= DO THIS =
Copy the entries from the line containing "You are given a photograph. Could you point to the giant" through the end of the entries, requests included, and shift every x and y coordinate in the answers up by 139. Leave the numbers within the requests unchanged.

= ENTRIES SHOWN =

□ □ □

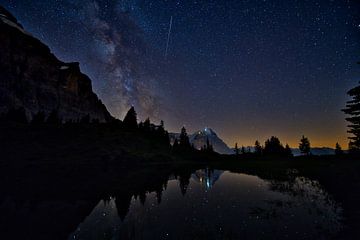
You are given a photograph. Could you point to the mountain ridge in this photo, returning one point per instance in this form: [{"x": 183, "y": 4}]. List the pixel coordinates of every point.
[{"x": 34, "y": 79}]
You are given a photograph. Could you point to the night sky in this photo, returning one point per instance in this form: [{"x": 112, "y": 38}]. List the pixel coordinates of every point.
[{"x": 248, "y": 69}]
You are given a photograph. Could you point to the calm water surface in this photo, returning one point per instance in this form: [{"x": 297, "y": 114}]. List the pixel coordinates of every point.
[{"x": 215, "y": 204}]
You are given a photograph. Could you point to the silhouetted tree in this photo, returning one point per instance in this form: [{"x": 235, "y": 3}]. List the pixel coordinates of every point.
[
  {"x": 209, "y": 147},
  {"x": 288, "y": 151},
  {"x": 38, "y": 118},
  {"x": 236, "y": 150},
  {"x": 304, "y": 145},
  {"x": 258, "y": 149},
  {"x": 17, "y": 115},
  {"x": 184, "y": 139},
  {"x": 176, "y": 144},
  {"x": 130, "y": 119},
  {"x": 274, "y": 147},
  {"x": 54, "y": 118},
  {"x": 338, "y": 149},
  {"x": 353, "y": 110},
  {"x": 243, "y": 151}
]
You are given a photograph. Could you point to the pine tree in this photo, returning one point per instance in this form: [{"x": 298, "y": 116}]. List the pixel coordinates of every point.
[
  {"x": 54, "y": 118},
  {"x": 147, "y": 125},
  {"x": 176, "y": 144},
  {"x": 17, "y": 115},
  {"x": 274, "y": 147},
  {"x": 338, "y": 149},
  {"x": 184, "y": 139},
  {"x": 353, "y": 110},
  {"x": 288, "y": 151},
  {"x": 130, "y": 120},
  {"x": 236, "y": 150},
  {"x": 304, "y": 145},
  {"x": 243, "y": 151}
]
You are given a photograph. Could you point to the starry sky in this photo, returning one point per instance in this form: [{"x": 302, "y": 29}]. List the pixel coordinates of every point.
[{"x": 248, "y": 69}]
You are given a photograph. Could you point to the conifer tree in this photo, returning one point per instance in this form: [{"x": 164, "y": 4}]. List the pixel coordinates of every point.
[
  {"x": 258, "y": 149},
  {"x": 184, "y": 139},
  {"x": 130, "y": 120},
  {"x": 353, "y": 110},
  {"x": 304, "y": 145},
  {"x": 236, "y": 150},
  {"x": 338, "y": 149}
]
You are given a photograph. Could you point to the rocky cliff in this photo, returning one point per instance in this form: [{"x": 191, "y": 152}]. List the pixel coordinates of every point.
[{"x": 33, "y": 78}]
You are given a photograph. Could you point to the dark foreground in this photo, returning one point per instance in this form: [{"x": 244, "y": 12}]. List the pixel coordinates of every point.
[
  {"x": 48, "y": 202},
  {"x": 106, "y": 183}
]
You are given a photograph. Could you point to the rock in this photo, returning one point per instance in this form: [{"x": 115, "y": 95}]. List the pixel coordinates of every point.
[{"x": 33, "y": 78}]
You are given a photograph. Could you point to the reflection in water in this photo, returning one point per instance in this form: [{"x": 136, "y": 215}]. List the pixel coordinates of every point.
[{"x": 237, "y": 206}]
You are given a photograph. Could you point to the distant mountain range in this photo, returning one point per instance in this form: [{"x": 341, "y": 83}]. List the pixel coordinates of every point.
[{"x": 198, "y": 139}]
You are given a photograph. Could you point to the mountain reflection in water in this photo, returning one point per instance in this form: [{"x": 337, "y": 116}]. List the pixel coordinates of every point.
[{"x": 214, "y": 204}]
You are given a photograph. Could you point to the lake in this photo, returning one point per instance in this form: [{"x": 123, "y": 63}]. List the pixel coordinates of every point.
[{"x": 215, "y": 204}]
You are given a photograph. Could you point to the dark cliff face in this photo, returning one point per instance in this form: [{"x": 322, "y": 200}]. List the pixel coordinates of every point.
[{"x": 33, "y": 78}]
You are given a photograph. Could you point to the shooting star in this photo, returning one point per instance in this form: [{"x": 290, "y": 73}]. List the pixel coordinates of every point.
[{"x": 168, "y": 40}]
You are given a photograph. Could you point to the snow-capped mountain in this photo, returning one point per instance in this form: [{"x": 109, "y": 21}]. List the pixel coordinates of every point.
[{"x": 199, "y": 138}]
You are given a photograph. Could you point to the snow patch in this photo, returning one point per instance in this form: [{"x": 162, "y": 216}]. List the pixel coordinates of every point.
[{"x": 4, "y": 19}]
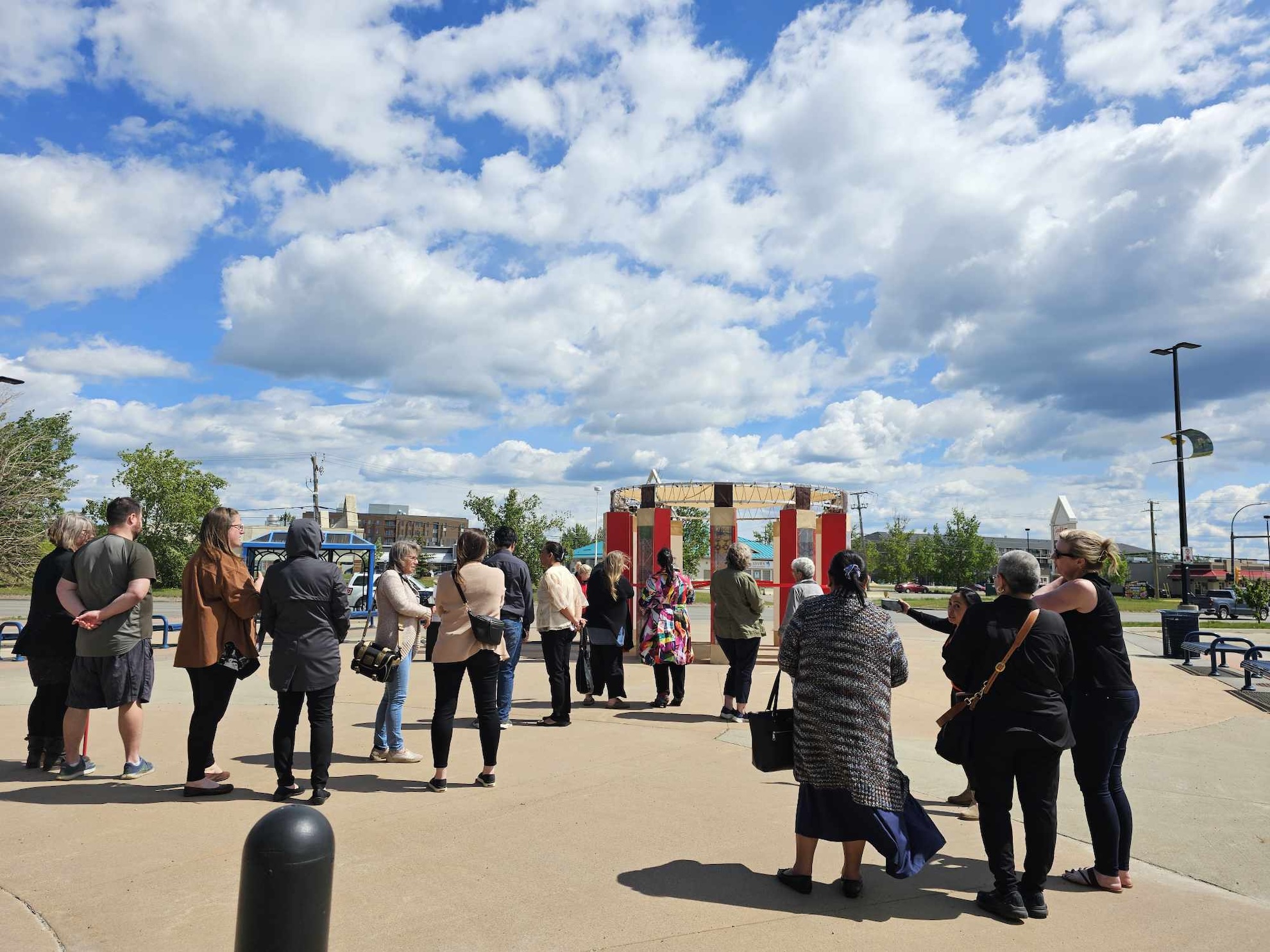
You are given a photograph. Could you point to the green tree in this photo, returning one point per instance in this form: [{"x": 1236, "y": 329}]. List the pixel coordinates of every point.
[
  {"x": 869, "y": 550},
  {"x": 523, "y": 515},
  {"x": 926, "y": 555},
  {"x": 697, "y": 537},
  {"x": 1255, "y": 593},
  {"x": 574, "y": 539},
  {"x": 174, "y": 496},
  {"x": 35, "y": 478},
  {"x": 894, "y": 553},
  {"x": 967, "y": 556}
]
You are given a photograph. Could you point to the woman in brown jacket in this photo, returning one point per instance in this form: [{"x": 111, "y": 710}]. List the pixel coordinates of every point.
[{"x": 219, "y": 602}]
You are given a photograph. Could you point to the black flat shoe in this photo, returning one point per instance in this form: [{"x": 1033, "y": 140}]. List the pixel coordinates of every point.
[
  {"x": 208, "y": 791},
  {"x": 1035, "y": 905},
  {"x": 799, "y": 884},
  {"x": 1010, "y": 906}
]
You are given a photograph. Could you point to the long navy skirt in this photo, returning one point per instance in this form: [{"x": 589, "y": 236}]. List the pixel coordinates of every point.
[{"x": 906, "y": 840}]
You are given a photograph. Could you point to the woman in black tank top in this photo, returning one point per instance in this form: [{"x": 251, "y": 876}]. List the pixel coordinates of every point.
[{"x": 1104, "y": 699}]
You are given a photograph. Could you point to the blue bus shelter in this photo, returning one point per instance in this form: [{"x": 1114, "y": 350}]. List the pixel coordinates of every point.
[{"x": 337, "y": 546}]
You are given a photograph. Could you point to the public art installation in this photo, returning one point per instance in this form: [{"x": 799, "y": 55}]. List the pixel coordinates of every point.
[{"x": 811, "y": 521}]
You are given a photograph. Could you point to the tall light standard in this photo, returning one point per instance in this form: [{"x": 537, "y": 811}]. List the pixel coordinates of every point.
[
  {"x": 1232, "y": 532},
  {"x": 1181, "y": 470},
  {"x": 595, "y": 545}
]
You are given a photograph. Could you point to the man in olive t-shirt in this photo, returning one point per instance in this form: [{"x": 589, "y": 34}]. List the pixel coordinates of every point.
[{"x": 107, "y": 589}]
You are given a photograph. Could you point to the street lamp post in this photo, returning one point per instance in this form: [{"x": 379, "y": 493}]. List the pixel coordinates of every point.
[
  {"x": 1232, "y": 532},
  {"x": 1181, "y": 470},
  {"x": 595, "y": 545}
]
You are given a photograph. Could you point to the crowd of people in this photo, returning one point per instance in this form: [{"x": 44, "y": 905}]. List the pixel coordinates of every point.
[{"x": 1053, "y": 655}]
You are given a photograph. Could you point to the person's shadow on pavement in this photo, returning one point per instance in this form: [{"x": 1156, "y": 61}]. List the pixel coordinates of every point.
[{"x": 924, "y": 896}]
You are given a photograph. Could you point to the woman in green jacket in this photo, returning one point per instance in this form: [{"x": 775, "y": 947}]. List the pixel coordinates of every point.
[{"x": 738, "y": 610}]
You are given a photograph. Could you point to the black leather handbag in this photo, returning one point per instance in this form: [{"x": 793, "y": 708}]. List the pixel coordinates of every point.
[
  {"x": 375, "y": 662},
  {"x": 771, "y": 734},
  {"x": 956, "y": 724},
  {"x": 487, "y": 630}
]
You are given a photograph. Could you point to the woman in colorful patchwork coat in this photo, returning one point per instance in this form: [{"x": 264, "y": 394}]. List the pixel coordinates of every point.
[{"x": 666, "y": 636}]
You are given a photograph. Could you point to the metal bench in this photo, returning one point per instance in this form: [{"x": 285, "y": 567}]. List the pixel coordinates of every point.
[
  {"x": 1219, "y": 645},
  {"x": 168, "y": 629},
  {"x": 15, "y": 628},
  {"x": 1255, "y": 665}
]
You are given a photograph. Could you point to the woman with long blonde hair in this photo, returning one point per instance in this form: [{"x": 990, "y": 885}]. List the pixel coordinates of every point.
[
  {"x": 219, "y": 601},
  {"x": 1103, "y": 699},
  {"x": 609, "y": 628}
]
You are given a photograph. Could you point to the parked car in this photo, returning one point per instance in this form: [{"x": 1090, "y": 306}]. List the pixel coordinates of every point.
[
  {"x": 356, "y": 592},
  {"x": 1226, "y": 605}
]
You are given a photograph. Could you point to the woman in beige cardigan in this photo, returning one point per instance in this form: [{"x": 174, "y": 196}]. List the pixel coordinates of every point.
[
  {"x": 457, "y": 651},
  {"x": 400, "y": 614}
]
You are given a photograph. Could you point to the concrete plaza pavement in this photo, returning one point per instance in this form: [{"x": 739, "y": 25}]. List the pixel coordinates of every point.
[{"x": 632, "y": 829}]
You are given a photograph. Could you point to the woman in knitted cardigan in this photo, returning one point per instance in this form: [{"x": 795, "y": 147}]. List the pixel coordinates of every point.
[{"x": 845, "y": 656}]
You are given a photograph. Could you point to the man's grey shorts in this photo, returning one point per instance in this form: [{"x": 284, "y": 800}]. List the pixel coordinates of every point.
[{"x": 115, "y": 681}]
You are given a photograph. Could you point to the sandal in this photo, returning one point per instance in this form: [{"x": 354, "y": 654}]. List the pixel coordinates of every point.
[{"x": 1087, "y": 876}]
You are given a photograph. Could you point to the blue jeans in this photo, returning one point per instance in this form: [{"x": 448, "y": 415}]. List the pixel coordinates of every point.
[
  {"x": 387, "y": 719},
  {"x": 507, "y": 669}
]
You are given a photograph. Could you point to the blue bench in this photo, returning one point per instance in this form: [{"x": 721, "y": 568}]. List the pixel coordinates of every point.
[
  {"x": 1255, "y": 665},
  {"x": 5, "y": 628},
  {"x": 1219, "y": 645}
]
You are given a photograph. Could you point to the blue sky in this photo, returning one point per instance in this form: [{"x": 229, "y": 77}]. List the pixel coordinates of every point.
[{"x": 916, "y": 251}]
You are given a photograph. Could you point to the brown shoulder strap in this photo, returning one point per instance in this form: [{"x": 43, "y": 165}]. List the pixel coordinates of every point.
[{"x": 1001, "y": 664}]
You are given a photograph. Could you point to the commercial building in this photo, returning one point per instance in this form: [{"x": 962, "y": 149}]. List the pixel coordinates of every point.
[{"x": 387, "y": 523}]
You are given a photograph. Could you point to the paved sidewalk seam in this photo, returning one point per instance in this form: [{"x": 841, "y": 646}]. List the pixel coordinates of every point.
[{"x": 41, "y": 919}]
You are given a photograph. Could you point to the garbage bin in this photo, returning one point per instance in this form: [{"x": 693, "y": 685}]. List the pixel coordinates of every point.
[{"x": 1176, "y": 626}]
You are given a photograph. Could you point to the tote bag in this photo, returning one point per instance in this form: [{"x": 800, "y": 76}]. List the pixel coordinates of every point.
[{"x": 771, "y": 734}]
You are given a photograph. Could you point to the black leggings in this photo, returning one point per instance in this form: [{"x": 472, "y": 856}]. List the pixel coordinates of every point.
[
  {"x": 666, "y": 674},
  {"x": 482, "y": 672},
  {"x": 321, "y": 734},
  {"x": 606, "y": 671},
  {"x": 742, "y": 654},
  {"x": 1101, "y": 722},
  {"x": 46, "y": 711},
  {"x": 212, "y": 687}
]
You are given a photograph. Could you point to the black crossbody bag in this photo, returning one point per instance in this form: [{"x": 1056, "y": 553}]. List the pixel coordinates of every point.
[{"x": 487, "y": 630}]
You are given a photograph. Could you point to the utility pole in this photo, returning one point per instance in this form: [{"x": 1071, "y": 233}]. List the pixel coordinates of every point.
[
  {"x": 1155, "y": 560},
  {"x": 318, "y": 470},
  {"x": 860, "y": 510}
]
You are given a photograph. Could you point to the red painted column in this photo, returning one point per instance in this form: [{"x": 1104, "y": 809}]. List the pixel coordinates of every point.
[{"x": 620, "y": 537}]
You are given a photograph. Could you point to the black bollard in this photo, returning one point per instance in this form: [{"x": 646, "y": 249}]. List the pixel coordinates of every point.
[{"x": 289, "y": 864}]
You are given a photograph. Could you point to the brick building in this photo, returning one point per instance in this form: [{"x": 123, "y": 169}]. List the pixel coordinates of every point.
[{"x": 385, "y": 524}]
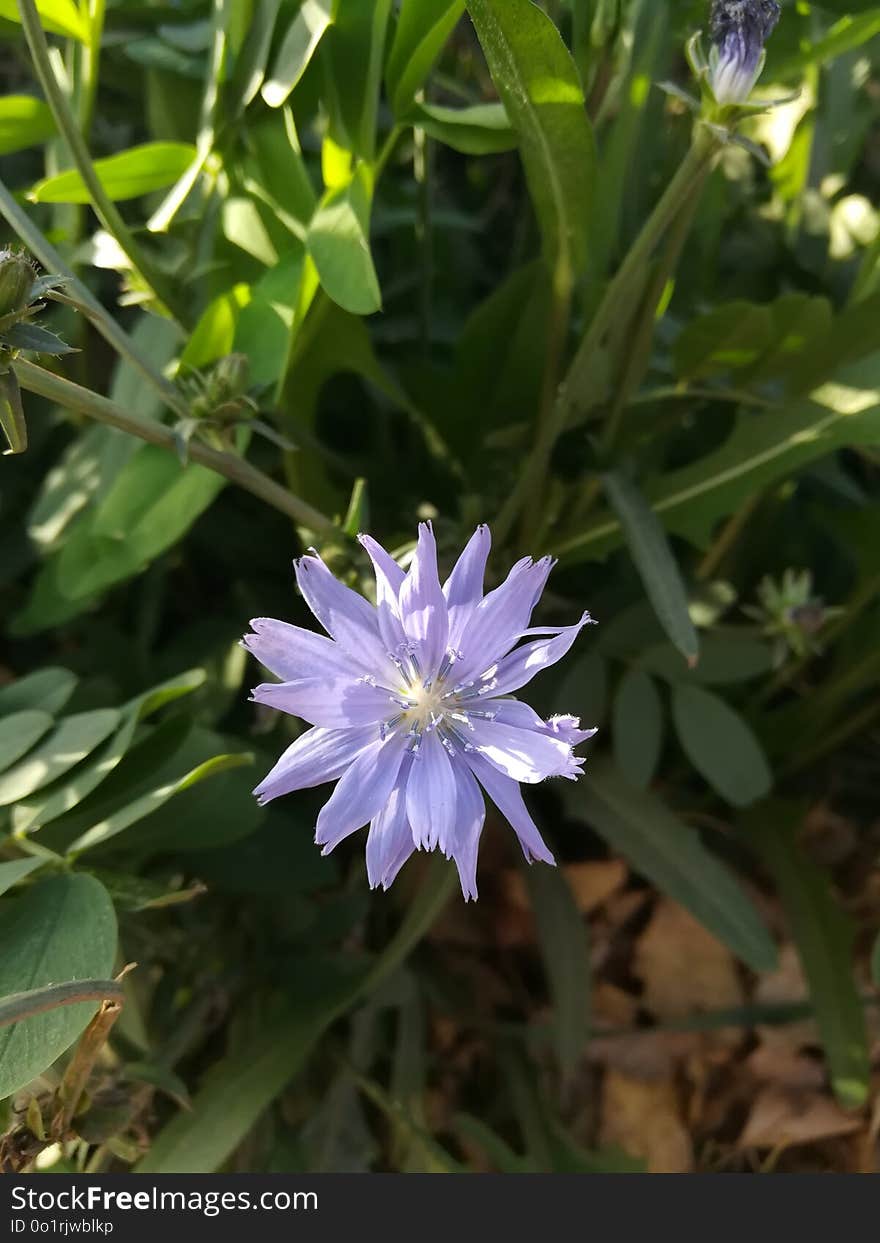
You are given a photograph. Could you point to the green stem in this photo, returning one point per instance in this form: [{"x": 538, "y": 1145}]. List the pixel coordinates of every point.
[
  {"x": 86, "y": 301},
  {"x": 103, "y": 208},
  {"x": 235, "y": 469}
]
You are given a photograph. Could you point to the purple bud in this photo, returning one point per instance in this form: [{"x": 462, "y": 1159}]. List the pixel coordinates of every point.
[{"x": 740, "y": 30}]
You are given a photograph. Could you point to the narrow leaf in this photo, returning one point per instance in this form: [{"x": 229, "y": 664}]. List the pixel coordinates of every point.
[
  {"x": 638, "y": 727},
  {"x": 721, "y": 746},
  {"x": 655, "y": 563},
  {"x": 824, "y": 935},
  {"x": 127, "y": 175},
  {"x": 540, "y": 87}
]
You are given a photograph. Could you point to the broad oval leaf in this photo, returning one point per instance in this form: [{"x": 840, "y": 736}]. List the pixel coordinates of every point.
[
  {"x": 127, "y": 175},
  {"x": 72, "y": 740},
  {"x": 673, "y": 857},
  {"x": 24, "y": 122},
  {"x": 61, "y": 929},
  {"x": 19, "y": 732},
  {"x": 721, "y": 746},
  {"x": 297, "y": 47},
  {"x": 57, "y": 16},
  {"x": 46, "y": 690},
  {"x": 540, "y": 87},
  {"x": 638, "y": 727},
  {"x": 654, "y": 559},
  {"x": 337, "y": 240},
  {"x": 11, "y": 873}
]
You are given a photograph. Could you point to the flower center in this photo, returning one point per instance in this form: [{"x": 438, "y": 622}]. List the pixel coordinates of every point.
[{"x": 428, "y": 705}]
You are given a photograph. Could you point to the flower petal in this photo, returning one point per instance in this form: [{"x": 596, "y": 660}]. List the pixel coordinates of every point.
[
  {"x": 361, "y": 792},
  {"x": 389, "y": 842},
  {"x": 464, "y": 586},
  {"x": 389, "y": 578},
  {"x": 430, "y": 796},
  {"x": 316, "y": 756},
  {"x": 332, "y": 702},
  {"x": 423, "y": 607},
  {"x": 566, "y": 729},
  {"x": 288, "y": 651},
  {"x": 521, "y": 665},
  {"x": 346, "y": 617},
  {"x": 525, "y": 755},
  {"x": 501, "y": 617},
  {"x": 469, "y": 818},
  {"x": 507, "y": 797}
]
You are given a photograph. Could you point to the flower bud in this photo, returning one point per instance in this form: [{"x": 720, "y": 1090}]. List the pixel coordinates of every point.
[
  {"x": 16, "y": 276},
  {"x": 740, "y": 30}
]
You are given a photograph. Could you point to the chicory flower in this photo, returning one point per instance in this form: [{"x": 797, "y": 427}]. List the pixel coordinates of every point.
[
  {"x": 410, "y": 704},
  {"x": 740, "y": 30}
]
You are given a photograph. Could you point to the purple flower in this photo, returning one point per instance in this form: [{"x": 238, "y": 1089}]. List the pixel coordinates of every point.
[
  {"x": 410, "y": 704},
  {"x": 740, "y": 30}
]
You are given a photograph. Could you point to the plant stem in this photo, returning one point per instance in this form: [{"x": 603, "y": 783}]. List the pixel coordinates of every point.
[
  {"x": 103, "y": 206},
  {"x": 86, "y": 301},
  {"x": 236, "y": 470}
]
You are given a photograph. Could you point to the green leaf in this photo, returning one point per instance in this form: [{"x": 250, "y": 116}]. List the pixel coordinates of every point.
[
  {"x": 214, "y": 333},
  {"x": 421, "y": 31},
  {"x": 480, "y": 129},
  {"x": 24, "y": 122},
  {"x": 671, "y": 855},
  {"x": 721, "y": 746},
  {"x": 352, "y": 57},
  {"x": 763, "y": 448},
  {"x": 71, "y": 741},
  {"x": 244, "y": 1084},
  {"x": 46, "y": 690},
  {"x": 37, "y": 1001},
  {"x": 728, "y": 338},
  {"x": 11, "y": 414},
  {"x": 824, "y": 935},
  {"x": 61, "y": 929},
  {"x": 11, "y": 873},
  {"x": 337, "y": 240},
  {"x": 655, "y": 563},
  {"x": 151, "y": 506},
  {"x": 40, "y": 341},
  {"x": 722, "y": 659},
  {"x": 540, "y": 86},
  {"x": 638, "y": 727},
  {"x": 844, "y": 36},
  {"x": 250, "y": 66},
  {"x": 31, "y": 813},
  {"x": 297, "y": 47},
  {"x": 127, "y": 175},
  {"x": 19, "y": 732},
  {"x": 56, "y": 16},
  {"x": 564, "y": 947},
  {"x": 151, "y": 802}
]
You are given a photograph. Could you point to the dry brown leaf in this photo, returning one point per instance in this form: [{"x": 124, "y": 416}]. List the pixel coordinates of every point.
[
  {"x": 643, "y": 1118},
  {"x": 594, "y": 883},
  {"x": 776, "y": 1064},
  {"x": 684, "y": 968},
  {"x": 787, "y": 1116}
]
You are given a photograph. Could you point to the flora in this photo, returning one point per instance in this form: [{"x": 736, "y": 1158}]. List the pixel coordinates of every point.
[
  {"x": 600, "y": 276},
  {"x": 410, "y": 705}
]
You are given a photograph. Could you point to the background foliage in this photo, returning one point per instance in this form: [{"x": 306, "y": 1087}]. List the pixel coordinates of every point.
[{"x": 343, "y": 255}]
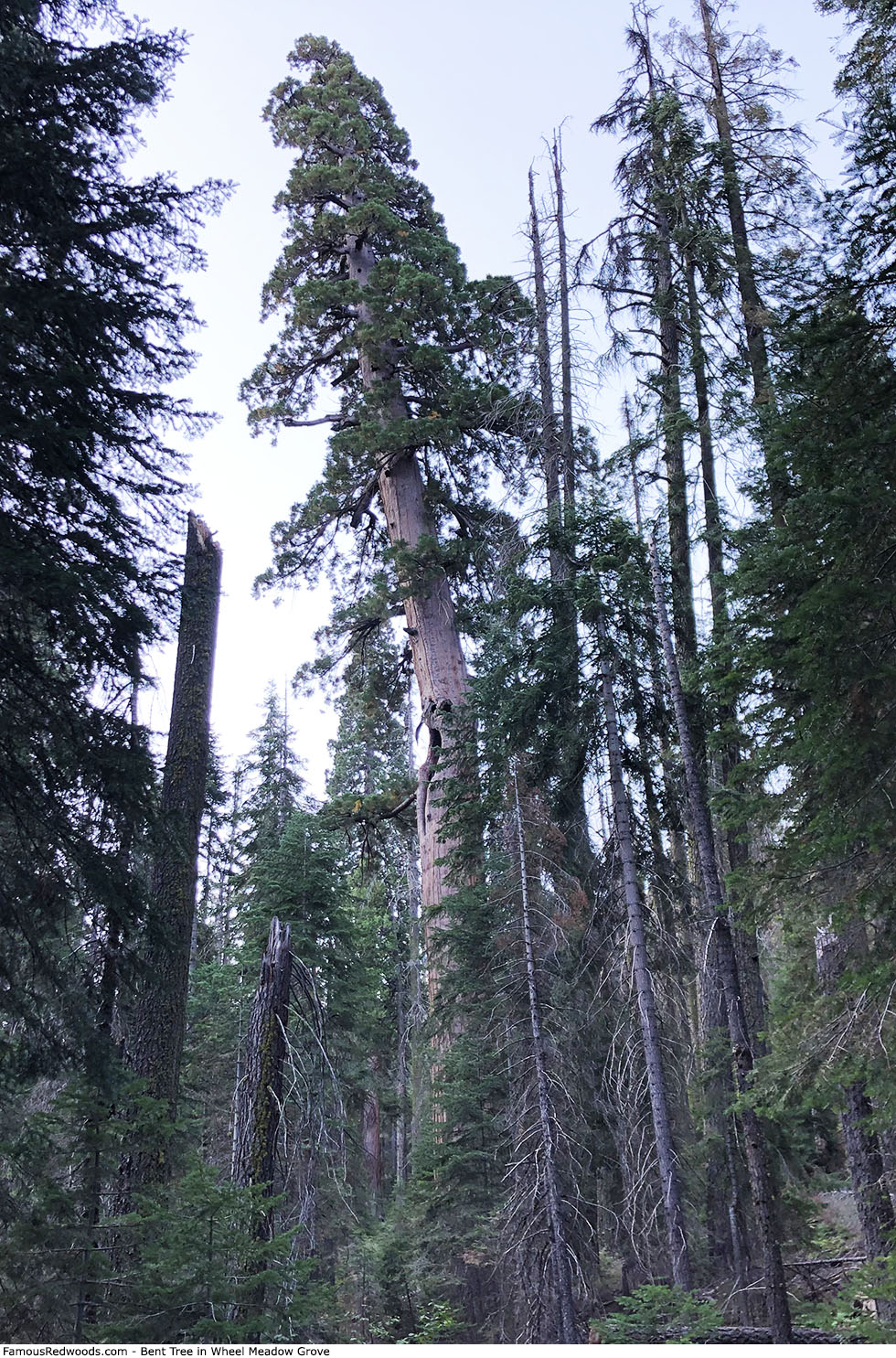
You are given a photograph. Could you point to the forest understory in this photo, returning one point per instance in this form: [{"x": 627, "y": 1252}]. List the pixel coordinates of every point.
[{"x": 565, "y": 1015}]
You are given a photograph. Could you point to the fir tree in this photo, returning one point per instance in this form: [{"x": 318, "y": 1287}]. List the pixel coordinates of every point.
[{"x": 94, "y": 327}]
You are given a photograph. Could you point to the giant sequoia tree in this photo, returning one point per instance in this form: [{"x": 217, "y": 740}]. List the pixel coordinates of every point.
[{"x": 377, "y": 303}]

□ □ □

= RESPONSE =
You are given a photograph. Could you point to the giant sequoia tree in this photo, returning one point per instance in this form: [{"x": 217, "y": 740}]. List the pixel coordinates of every point.
[{"x": 516, "y": 442}]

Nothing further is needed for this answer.